TEXTE EXTRAIT →
********************

D'origine prodigieuse, réduits à la simple enveloppe extérieure de leur corps, ils sont soit ignorés, soit méprisés. En effet, depuis Aristote, on croyait communément que les insectes se reproduisaient par génération spontanée, que leur métamorphose était le résultat d'un changement brutal et total d'une créature en une autre et qu'ils ne possédaient pas de véritable anatomie interne :

Aucun insecte n'a de viscère, ni de graisse

Aristote, Histoire des animaux, livre IV, 7).

********************

CONSIGNE →
Imprime le texte extrait sur les insectes ci-dessus en entier et sans rien y changer.

DONNÉES RECUEILLIES →
********************

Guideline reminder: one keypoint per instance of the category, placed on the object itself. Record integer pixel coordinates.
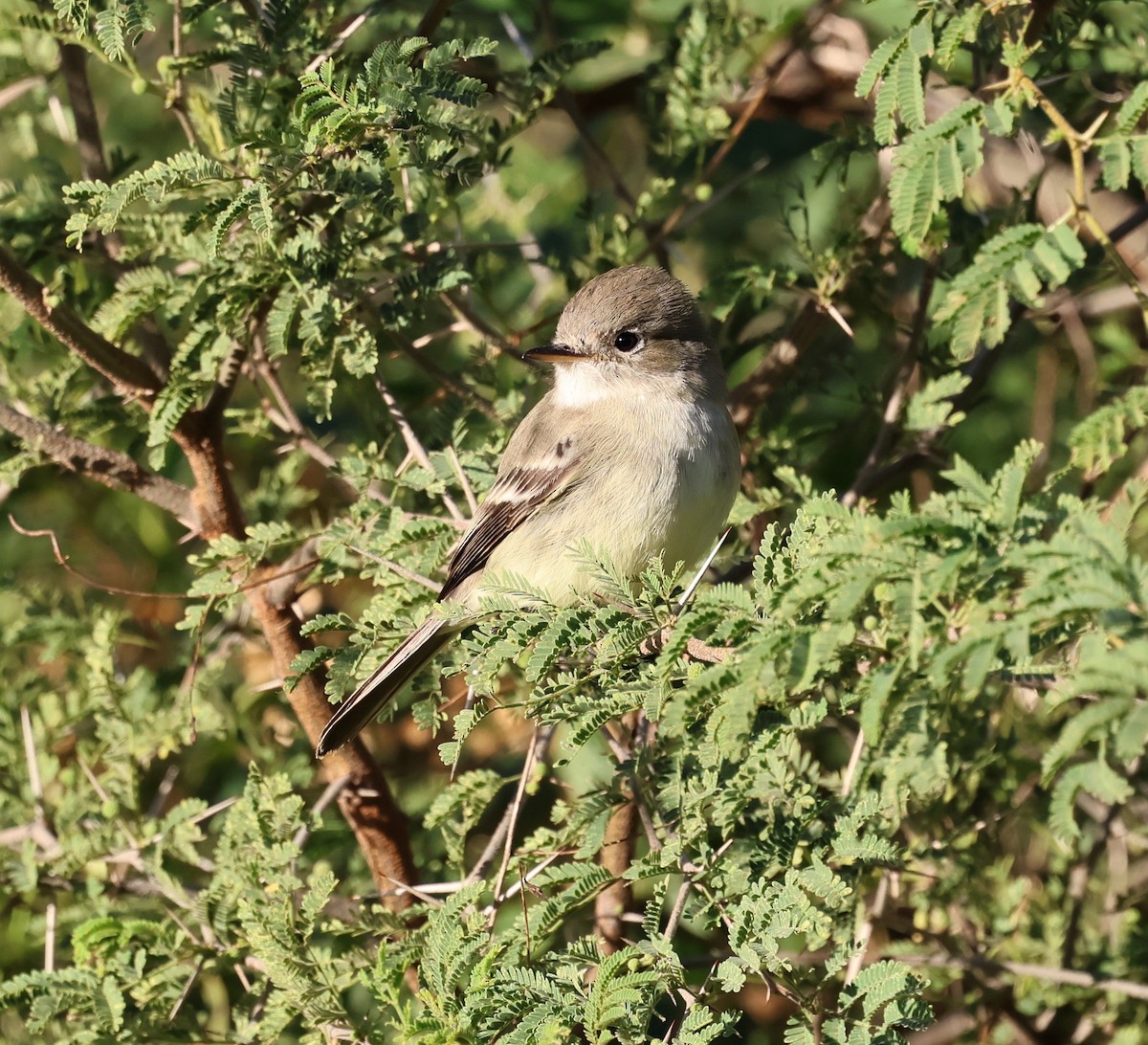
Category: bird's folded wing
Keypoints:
(518, 493)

********************

RÉSULTAT OBTENU →
D'origine prodigieuse, réduits à la simple enveloppe extérieure de leur corps, ils sont soit ignorés, soit méprisés. En effet, depuis Aristote, on croyait communément que les insectes se reproduisaient par génération spontanée, que leur métamorphose était le résultat d'un changement brutal et total d'une créature en une autre et qu'ils ne possédaient pas de véritable anatomie interne :

Aucun insecte n'a de viscère, ni de graisse

Aristote, Histoire des animaux, livre IV, 7).